[START Material provided]
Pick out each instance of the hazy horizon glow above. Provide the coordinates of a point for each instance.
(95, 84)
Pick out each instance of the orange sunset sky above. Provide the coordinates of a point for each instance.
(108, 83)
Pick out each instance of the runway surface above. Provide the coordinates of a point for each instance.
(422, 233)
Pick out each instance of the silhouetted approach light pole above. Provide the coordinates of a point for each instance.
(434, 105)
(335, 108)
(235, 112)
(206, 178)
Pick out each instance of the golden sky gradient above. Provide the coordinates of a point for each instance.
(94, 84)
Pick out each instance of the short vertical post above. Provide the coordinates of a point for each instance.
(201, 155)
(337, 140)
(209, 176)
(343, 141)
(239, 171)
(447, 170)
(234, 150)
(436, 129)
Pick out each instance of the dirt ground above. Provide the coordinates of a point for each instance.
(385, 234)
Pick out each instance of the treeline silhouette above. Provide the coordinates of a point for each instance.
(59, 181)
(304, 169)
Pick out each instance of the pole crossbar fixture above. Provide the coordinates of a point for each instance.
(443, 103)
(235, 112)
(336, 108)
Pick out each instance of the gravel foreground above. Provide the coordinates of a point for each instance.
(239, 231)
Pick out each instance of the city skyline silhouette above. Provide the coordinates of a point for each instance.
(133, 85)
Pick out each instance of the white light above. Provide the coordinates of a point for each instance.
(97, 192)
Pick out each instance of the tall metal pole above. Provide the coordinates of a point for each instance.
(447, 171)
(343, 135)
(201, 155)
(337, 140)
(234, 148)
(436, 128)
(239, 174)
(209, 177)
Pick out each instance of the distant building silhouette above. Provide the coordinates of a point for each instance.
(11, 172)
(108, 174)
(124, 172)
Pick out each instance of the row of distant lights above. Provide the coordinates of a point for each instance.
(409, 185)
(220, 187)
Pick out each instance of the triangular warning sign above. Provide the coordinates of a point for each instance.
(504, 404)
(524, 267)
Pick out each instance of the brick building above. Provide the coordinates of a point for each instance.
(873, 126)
[END Material provided]
→ Given instruction: Reproduce all of the records above verbatim, line for line, without altering a single character.

→ Finished answer:
Pick out each instance of the hazy horizon glow above. Provide the coordinates of a point for each instance.
(95, 84)
Pick out each instance of the orange sunset sky above. Provide the coordinates of a point for each instance.
(108, 83)
Pick out each instance of the runway surface above. Provide the coordinates of a point for each instance.
(422, 233)
Pick out each instance of the silhouetted approach light pole above. Provide the coordinates of a point for each instance.
(434, 105)
(335, 108)
(235, 112)
(206, 178)
Pick out each instance of the golden sky gradient above. Provide the coordinates of a point for each instance.
(94, 84)
Pick out each instance of the short vertical post above. Provide the coordinates of a point for each instance.
(201, 155)
(337, 140)
(209, 176)
(343, 141)
(239, 171)
(447, 170)
(234, 150)
(436, 129)
Pick out each instance of the dirt ground above. Provide the coordinates of a point for each instance.
(385, 234)
Pick out each instance of the treeline silhouette above. Provide the coordinates of a point for each instance.
(59, 181)
(304, 169)
Pick out each instance of the pole crossbar fixture above. Provide the coordinates of a point for each instance.
(443, 103)
(235, 112)
(336, 108)
Pick out each instance of the gravel foreground above. Provide the coordinates of a point for each instance.
(239, 231)
Pick out each instance of the city skyline silhouette above. Provide the coordinates of a point for each instance.
(133, 85)
Pick out each instance of the white light above. Provide the coordinates of a point for each instance.
(97, 192)
Pick out each instance of the tall metal pole above. Provide the coordinates of a point for each instance.
(447, 171)
(343, 135)
(201, 155)
(337, 140)
(234, 148)
(436, 128)
(239, 174)
(209, 177)
Pick out each instance of the distant building silhouette above. Provide the coordinates of a point for each instance.
(11, 172)
(108, 174)
(124, 172)
Pick out each instance of the row of distant lights above. Provide the coordinates of a point for each instance.
(409, 185)
(220, 187)
Pick out each instance of the triangular warning sign above. Provide the coordinates of a point for each instance.
(504, 404)
(524, 267)
Pick out each instance of the brick building above. Provide the coordinates of a point for each instance.
(873, 126)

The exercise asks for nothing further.